**WHAT YOU ARE ASKED TO DO**: Say only the number of lines in the entries below that contain "dark".

[Opening INFORMATION section]

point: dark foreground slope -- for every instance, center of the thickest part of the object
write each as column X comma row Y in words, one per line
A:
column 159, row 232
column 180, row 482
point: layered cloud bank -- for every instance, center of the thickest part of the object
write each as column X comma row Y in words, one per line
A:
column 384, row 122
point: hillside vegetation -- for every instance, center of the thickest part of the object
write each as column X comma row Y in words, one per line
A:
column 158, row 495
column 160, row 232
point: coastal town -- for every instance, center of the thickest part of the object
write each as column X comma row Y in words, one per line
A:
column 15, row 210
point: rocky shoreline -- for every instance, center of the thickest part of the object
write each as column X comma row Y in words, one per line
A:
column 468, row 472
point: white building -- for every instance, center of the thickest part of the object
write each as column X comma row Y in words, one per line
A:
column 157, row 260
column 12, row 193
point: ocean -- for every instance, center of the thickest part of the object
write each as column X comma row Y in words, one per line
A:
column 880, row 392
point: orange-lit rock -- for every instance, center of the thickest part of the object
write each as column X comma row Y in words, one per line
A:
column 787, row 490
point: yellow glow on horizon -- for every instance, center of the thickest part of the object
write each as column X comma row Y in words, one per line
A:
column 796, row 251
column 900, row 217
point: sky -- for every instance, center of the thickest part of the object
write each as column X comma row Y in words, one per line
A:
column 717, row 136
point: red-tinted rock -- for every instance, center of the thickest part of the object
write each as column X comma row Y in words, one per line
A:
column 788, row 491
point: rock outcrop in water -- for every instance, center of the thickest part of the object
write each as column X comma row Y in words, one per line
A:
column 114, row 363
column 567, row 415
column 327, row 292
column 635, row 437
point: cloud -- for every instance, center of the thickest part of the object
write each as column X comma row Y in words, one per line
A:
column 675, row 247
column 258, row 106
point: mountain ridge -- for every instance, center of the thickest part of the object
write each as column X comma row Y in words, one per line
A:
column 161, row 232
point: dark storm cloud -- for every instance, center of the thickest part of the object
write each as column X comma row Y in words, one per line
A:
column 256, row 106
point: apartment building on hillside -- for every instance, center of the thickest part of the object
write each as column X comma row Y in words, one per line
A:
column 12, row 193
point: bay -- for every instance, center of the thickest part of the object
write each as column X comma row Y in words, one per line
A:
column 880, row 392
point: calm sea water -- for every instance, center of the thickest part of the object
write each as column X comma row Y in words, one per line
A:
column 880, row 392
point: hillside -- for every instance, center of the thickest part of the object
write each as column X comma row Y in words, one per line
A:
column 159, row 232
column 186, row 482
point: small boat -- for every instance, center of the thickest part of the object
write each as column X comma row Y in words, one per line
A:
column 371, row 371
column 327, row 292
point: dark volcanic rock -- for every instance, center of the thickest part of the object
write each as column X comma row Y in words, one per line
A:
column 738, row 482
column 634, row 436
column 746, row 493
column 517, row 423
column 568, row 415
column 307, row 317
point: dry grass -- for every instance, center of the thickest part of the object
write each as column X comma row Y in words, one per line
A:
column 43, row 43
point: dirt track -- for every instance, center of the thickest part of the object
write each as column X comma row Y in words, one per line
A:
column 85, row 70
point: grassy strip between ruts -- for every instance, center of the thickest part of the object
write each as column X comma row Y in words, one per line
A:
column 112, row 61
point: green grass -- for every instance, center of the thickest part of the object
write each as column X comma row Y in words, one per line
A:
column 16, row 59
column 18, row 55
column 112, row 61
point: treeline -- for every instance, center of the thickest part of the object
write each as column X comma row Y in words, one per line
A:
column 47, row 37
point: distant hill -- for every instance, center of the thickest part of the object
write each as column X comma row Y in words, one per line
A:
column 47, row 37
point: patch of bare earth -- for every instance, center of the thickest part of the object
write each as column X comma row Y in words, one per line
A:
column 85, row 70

[Closing INFORMATION section]

**WRITTEN REPLY**: 3